— Begin Records for the task —

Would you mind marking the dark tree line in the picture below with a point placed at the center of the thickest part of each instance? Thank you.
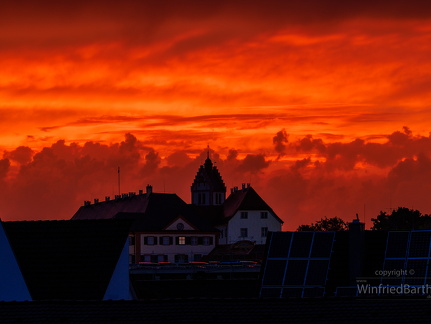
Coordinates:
(401, 218)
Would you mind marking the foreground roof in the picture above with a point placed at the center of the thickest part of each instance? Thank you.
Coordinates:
(245, 199)
(318, 310)
(150, 212)
(67, 259)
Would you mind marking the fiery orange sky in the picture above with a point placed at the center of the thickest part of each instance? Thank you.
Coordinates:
(324, 106)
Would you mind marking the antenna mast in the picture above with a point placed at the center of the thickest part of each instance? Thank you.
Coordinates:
(119, 188)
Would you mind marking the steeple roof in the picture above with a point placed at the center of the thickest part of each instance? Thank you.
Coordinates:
(210, 176)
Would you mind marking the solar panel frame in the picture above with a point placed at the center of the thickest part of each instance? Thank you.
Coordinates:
(412, 259)
(302, 270)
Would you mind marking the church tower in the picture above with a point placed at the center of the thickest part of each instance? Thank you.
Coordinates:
(208, 188)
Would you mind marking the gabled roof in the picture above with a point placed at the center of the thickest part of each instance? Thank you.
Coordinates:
(67, 259)
(245, 199)
(108, 209)
(151, 212)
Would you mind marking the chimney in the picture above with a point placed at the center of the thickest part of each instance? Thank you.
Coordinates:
(149, 189)
(356, 249)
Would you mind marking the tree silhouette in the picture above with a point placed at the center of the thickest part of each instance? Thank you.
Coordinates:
(325, 224)
(402, 219)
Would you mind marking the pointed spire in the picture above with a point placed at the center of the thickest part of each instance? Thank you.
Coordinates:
(208, 163)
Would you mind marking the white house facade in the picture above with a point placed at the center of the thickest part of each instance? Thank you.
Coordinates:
(250, 225)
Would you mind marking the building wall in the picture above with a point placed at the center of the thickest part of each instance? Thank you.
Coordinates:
(12, 283)
(254, 224)
(193, 246)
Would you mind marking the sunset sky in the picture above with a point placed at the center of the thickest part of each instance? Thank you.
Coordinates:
(323, 106)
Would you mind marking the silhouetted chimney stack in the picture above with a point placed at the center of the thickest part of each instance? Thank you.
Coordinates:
(149, 189)
(356, 249)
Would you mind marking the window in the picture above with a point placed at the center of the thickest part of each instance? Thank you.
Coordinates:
(146, 258)
(207, 240)
(166, 240)
(150, 240)
(243, 232)
(181, 258)
(162, 258)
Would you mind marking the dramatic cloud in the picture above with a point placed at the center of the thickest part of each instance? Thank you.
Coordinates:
(304, 99)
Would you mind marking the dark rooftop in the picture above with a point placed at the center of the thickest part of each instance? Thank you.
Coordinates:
(67, 259)
(245, 199)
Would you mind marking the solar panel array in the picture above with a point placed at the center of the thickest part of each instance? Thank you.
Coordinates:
(407, 258)
(297, 264)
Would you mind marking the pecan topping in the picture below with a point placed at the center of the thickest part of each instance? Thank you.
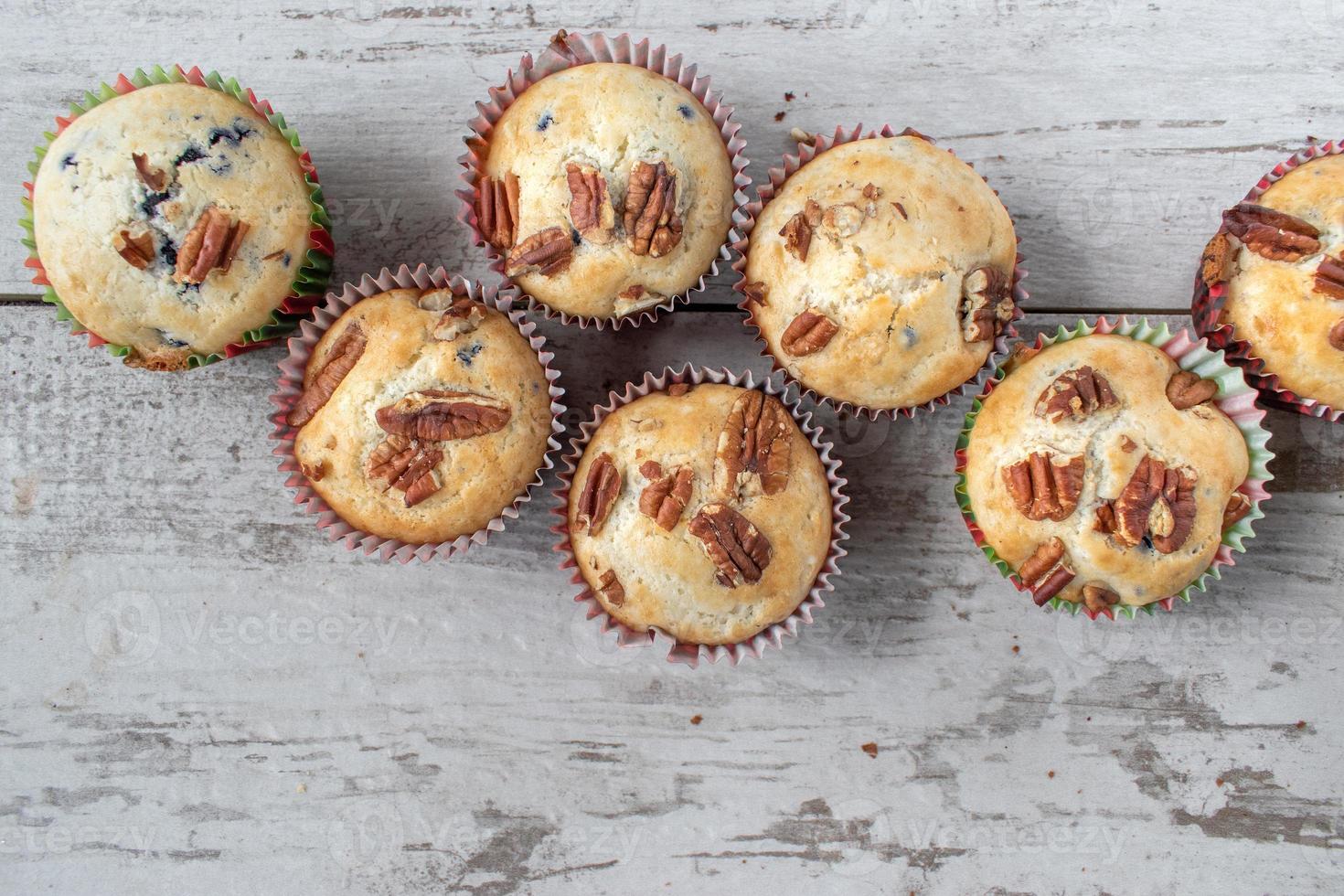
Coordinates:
(548, 251)
(210, 243)
(149, 176)
(1075, 394)
(1046, 571)
(1186, 389)
(1044, 489)
(986, 305)
(496, 211)
(797, 229)
(441, 415)
(137, 249)
(666, 496)
(808, 334)
(652, 225)
(1158, 504)
(1237, 508)
(591, 205)
(738, 549)
(1272, 234)
(463, 316)
(609, 586)
(1329, 277)
(752, 453)
(339, 361)
(598, 495)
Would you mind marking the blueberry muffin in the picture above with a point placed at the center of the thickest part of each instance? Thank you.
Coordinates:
(702, 511)
(423, 415)
(608, 188)
(171, 220)
(1281, 260)
(880, 272)
(1105, 475)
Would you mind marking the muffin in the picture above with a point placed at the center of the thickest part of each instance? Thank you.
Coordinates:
(702, 511)
(1280, 261)
(423, 415)
(606, 188)
(1105, 475)
(880, 272)
(172, 220)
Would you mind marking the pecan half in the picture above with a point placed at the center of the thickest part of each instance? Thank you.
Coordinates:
(797, 229)
(149, 176)
(496, 211)
(211, 242)
(809, 332)
(443, 415)
(1186, 389)
(598, 495)
(666, 496)
(738, 549)
(549, 251)
(652, 225)
(1044, 488)
(137, 249)
(591, 205)
(463, 316)
(337, 363)
(1075, 394)
(1046, 571)
(986, 304)
(752, 452)
(1272, 234)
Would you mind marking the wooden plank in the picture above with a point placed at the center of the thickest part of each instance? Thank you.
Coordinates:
(197, 689)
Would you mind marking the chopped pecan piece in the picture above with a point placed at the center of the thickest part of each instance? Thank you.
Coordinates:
(986, 304)
(666, 496)
(210, 243)
(1272, 234)
(443, 415)
(809, 332)
(1186, 389)
(652, 225)
(797, 229)
(149, 176)
(1043, 488)
(496, 211)
(591, 205)
(463, 316)
(337, 363)
(598, 495)
(137, 249)
(549, 251)
(1046, 571)
(1075, 394)
(738, 549)
(752, 452)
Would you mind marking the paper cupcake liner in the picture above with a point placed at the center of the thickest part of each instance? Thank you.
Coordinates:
(291, 386)
(1235, 398)
(691, 655)
(1207, 309)
(309, 281)
(741, 235)
(568, 51)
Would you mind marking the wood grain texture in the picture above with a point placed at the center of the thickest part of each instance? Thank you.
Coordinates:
(199, 693)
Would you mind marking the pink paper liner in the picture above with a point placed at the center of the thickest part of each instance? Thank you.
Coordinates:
(741, 237)
(568, 51)
(1238, 409)
(691, 655)
(1207, 306)
(289, 387)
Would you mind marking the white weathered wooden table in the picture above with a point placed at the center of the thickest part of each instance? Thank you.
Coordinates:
(197, 693)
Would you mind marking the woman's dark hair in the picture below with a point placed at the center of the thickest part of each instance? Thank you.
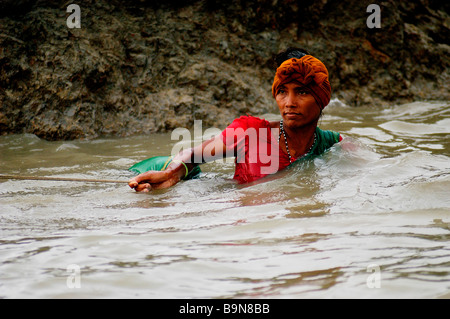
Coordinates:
(290, 53)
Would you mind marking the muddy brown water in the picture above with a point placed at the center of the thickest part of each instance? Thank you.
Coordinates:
(371, 221)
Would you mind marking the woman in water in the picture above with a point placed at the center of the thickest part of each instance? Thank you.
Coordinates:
(301, 90)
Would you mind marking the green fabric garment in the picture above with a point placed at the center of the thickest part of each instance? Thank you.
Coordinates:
(325, 140)
(159, 163)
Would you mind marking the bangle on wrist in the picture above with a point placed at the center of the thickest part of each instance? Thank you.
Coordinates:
(181, 162)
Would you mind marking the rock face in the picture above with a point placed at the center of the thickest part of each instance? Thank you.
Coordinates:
(135, 67)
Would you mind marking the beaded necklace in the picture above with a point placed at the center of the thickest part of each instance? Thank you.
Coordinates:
(287, 147)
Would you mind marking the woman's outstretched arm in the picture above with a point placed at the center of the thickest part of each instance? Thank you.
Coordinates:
(180, 166)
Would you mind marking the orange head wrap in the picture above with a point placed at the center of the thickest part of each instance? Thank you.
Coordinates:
(308, 71)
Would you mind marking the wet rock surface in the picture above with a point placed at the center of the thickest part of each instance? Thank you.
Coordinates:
(136, 67)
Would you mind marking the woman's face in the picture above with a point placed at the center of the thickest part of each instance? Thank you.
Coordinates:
(297, 106)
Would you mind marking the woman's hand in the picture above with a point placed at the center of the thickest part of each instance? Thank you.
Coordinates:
(147, 181)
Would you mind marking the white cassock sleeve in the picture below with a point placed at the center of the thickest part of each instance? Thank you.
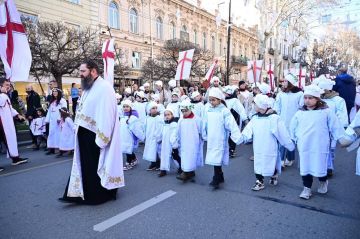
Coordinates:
(280, 132)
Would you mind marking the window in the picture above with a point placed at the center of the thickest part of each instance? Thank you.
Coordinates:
(114, 16)
(172, 30)
(204, 40)
(133, 21)
(136, 60)
(159, 28)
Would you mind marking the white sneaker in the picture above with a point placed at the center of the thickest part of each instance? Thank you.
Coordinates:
(306, 193)
(289, 163)
(323, 187)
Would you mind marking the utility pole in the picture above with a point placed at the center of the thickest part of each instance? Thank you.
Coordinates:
(228, 47)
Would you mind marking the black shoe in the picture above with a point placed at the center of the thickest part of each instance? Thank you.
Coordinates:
(18, 161)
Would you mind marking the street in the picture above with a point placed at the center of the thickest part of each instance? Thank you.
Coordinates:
(29, 206)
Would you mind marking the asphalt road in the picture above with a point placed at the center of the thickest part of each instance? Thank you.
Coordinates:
(29, 206)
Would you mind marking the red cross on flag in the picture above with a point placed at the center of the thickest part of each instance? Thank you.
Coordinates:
(108, 55)
(14, 46)
(184, 65)
(254, 71)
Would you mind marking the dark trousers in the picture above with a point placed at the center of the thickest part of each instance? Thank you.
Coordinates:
(308, 180)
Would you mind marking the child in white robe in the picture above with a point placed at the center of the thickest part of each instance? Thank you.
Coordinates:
(38, 128)
(287, 103)
(311, 129)
(267, 131)
(190, 142)
(153, 127)
(131, 131)
(218, 126)
(169, 143)
(67, 135)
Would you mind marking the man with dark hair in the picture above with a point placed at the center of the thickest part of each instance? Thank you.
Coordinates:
(7, 127)
(97, 169)
(346, 87)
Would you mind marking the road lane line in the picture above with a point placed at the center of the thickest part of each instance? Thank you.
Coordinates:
(132, 211)
(36, 167)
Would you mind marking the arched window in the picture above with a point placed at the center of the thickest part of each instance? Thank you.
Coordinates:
(204, 40)
(133, 21)
(159, 28)
(113, 16)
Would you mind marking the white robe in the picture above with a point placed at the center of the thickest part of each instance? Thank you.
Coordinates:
(130, 127)
(190, 143)
(7, 113)
(97, 102)
(311, 130)
(267, 132)
(67, 135)
(153, 127)
(168, 143)
(38, 126)
(287, 104)
(218, 123)
(53, 117)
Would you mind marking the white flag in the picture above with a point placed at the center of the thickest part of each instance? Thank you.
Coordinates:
(14, 46)
(108, 55)
(184, 64)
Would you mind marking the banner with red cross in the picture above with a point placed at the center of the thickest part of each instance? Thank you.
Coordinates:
(184, 65)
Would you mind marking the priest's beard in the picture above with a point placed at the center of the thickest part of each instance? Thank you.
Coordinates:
(86, 82)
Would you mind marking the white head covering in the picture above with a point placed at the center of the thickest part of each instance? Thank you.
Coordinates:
(127, 102)
(326, 84)
(264, 88)
(172, 83)
(195, 94)
(313, 90)
(216, 92)
(292, 79)
(158, 83)
(262, 101)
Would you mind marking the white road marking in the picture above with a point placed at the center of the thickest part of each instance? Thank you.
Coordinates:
(132, 211)
(36, 167)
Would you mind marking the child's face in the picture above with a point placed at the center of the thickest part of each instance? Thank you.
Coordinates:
(168, 115)
(214, 101)
(310, 101)
(185, 112)
(153, 110)
(126, 108)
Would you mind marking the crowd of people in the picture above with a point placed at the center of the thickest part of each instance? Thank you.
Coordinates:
(174, 123)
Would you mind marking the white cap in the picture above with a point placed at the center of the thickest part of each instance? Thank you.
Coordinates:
(262, 101)
(195, 94)
(214, 79)
(172, 83)
(292, 79)
(127, 102)
(158, 83)
(264, 88)
(313, 90)
(216, 92)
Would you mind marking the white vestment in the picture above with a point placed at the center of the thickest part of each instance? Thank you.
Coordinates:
(190, 143)
(218, 123)
(97, 112)
(7, 113)
(67, 135)
(311, 130)
(168, 143)
(153, 127)
(267, 132)
(53, 117)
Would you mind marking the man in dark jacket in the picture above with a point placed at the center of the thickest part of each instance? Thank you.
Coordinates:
(32, 103)
(346, 87)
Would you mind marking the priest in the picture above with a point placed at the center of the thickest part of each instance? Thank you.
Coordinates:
(97, 170)
(7, 127)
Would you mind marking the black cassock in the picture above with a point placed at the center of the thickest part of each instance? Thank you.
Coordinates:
(94, 193)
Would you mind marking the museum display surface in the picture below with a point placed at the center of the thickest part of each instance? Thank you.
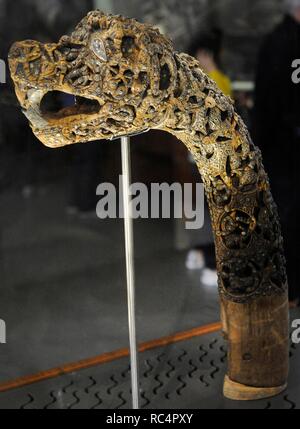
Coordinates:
(126, 79)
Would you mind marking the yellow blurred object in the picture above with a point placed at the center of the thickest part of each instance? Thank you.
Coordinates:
(222, 81)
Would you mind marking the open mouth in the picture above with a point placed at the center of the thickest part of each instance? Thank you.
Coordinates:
(59, 105)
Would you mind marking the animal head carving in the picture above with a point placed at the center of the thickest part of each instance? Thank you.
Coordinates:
(112, 76)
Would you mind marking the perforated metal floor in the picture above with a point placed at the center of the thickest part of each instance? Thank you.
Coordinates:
(187, 374)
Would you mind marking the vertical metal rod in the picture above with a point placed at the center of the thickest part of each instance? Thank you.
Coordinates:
(129, 248)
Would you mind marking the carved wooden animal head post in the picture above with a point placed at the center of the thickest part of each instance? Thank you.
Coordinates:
(126, 78)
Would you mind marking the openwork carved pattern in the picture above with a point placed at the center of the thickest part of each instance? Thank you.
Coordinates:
(126, 78)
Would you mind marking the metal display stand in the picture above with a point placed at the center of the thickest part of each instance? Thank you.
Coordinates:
(129, 251)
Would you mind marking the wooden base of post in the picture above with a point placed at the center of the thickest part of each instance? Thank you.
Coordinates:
(258, 347)
(241, 392)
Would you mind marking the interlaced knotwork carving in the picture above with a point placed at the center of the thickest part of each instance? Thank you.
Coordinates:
(126, 78)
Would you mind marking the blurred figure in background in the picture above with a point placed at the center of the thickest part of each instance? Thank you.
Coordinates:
(207, 50)
(277, 130)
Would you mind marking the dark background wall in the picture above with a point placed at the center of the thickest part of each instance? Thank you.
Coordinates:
(243, 22)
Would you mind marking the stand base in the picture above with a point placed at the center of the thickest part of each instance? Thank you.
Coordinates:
(241, 392)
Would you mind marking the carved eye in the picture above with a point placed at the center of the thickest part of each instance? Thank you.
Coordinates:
(97, 46)
(127, 45)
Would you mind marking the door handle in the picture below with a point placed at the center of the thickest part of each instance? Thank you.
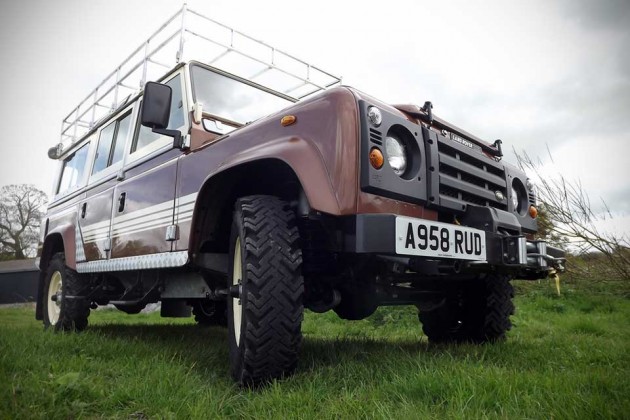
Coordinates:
(121, 202)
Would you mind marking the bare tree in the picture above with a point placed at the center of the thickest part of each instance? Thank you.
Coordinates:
(21, 211)
(571, 217)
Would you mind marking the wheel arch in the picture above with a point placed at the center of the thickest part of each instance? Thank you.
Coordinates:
(215, 203)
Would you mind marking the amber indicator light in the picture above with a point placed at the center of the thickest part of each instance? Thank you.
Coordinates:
(288, 120)
(376, 158)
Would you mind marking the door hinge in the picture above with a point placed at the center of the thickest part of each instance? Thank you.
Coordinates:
(172, 233)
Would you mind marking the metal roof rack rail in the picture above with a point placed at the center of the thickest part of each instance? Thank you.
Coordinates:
(190, 35)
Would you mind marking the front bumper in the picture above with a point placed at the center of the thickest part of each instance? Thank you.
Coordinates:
(527, 259)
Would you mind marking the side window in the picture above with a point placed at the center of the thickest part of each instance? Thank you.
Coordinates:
(111, 143)
(73, 169)
(144, 134)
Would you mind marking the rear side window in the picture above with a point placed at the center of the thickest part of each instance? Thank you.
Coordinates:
(176, 120)
(73, 170)
(111, 143)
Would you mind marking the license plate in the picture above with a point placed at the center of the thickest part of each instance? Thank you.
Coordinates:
(440, 240)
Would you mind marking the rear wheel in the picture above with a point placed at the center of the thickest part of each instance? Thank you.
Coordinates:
(478, 311)
(265, 316)
(61, 312)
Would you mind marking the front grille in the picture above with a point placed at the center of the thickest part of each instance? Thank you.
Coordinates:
(467, 176)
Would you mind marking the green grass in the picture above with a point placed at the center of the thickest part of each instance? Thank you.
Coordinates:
(567, 357)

— End Records for the task —

Reproduce exactly the line that holds "Would you mind marking the license", then every line after it, ending with the final line of the records above.

Would you mind marking the license plate in the picture above with a point placed at the center of the thickest part of each instance? Thank you.
Coordinates:
(440, 240)
Would you mind marking the rear wheel in the picture above with a point placed at the center of the thickest part of each instance? Thank you.
Coordinates:
(478, 311)
(265, 316)
(61, 312)
Would you mind marking the front grille in the picture above with a point placed at the center of the thickest part of each instance? Thank you.
Coordinates:
(467, 176)
Would you mind marking the green grass in the picture above with a point placed at the center of the thickest part of each instance? Thank you.
Coordinates:
(567, 357)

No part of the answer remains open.